# TEXTO PARA LEITURA
O fato é que o Brasil precisa avançar para que a principal avaliação dos estudantes esteja alinhada à Base Nacional Comum Curricular (BNCC), documento que estabelece objetivos de aprendizagem em cada etapa de ensino, desde 2017. Essa é uma das recomendações da Organização para a Cooperação e Desenvolvimento Econômico (OCDE), em um relatório sobre a reforma dos exames no País. Ainda que tenha homologado a BNCC em 2017, o Brasil ainda não fez as mudanças para que seu principal mecanismo de avaliação nacional, o Sistema de Avaliação da Educação Básica (Saeb), cobre o que prevê as novas diretrizes curriculares. O risco dessa inércia, de acordo com especialistas e a própria OCDE, é de que a falta de coerência entre o que está escrito no currículo e o que de fato é avaliado prejudique o trabalho dos professores na sala de aula.
Essas diferenças são apontadas pela OCDE, e não por um sindicato de comunistas ou pelos partidos de oposição como gritam os delirantes toda vez que apresentamos um dado que não seja favorável, e logo dizem que a culpa é da mídia.
Ao mesmo tempo a OCDE sugere tornar a prova digital, inclusive para que os resultados saiam mais rápido, o que seria um desafio e tanto dado as nossas distorções no acesso ao sistema, como evidenciamos acima.
A própria, OCDE recomenda ainda ouvir especialistas, esclarecer processos de liderança e tomada de decisão, além comunicar os principais objetivos do exame. Além disso, sugere repensar o Índice de Desenvolvimento da Educação Básica (Ideb), à luz do novo Saeb e com um olhar para a equidade.
O que não nos falta são boas referências, como a Austrália e Coreia do Sul, que bem podem inspirar o nosso plano nacional, e nunca foi tão fácil ter acesso ao que dá certo em outros países.

# APLIQUE A LEITURA
(1) Responda com base no texto sobre a avaliação da educação básica:
(a) Em que ano o Brasil homologou a BNCC?
(b) Que mudança na prova a OCDE sugere para que os resultados saiam mais rápido?
(c) Quais países são citados como boas referências?
(2) Edite o trecho do texto sobre a avaliação da educação básica que vai de "O que não nos" até "em outros países.", substituindo "boas referências" por "bons exemplos".
(3) Prossiga com o texto sobre a avaliação da educação básica a partir do ponto em que ele termina.
Não é preciso consultar os itens para realizar as tarefas.

(Itens da coleção)
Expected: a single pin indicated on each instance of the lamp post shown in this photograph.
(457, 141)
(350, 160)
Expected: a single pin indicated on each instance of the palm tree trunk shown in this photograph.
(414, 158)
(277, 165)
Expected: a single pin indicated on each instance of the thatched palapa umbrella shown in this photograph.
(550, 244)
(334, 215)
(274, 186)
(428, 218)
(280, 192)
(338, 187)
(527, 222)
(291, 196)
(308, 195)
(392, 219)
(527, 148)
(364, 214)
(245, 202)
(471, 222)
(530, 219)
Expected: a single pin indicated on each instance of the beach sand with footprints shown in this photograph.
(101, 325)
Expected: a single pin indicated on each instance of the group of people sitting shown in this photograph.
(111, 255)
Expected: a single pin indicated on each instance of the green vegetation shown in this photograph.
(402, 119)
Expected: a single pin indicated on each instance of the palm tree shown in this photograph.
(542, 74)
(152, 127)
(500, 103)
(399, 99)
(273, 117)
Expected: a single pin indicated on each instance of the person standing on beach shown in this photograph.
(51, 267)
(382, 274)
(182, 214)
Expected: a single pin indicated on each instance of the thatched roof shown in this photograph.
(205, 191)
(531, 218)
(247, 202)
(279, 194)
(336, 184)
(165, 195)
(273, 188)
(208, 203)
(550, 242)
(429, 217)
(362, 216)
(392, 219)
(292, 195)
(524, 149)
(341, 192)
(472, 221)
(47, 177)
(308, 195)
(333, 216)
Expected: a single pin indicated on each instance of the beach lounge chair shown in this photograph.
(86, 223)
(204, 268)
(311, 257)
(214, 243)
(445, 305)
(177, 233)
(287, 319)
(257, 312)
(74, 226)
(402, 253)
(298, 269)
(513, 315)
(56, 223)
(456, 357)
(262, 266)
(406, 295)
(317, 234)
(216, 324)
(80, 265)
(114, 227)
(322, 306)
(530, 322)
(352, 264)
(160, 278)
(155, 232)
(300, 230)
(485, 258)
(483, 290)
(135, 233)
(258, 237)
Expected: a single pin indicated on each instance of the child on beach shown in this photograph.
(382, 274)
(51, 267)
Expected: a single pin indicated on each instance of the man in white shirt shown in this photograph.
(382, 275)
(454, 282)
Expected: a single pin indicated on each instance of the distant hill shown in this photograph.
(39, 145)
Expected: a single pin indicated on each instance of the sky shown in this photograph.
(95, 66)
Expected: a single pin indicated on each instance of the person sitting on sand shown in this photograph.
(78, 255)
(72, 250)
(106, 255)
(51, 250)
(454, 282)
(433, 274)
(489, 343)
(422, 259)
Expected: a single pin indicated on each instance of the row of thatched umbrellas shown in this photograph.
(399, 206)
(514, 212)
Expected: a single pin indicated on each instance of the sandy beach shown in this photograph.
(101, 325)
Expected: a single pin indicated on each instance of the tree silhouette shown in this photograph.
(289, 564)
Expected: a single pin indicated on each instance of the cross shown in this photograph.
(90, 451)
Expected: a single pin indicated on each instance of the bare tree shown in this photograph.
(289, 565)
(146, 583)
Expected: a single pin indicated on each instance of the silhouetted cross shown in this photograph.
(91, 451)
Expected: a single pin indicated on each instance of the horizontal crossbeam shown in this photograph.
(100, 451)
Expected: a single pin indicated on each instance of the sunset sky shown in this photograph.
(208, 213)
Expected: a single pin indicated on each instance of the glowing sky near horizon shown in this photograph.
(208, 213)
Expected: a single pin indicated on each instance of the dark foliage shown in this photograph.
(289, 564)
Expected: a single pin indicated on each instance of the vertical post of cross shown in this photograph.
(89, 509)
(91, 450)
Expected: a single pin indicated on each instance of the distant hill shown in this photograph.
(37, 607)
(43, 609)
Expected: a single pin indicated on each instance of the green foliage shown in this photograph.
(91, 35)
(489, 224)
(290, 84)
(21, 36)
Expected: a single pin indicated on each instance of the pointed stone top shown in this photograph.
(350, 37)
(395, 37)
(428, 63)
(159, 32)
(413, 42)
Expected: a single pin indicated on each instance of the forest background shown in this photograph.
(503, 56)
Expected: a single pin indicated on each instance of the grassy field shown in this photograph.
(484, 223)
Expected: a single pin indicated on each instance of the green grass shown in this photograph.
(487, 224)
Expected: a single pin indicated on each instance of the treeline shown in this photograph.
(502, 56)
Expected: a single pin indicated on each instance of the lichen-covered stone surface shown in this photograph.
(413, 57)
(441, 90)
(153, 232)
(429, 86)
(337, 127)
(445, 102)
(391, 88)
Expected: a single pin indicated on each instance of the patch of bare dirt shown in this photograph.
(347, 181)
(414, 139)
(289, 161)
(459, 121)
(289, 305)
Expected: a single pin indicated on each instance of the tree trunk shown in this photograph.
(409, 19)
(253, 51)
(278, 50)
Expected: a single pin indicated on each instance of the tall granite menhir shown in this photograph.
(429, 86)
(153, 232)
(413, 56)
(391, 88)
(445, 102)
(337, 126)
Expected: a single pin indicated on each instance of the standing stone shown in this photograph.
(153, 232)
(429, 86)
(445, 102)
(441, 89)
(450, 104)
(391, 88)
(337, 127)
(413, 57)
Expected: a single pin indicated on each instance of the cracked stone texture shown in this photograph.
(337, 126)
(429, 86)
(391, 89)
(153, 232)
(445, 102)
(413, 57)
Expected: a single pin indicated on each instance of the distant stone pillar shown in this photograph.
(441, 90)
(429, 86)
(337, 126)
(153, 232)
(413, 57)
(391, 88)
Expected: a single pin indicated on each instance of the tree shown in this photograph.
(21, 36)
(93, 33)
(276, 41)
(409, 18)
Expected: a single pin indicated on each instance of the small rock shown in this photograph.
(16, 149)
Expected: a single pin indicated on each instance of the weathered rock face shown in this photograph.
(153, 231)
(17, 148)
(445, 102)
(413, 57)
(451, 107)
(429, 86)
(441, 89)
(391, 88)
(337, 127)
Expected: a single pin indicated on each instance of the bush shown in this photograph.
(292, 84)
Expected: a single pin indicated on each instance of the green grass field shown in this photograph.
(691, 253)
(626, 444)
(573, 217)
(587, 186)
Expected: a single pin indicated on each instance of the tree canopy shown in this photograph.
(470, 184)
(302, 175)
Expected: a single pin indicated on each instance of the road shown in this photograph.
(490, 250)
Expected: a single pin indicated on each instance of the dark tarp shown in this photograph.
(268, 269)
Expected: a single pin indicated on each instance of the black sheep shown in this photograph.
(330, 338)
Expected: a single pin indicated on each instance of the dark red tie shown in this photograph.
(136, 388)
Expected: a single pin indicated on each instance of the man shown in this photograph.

# RESULTADOS ESPERADOS
(1)
(a) Em 2017.
(b) Tornar a prova digital.
(c) A Austrália e a Coreia do Sul.

(2)
O que não nos falta são bons exemplos, como a Austrália e Coreia do Sul, que bem podem inspirar o nosso plano nacional, e nunca foi tão fácil ter acesso ao que dá certo em outros países.

(3)
A Austrália venceu essas barreiras em 2016: o país definiu, com apoio de especialistas, exatamente como a avaliação se alinharia com o currículo, e semelhante ao que ocorre no Brasil, as autoridades estaduais e territoriais australianas têm autonomia para decidir como implementar o currículo nacional. Portanto, era importante que avaliações não só medissem a aprendizagem em relação aos objetivos nacionais, mas também ajudassem a monitorar a implementação do currículo em todo o país, sem perder tempo e jogar a nossa culpa para debaixo do tapete reclamando sempre da Federação.
A outra referência utilizada pelo relatório da OCDE é o da Coreia do Sul.
Os sul coreanos criaram um mecanismo de prestação de contas formal, que faz com que o governo após identificar escolas com mais alunos abaixo do nível básico de desempenho medido pela avaliação nacional, o governo estabelece apoio por três anos a esses colégios, dessa maneira escolas com desempenho mais fraco conseguem avançar.
Os últimos anos vivemos um debate infrutífero, com um processo de desmanche do ministério da educação, e a internet, pode ver nos diversos grupos das inúmeras redes sociais, vídeos que pegavam exemplos isolados para denegrir a imagem do ensino público superior, esquecendo de todos os índices que o ensino superior de qualidade tem, ou toda a nossa fuga de cérebros que vem ocorrendo nos últimos dois anos, são de cientistas do ensino privado.
O fato é que temos sim uma distribuição desigual de oportunidades, onde a meritocracia, vira quase um palavrão, ou um sonho para inocentes úteis.
É na base que se dá a evasão, e ela quem condena milhões de brasileiros a miséria.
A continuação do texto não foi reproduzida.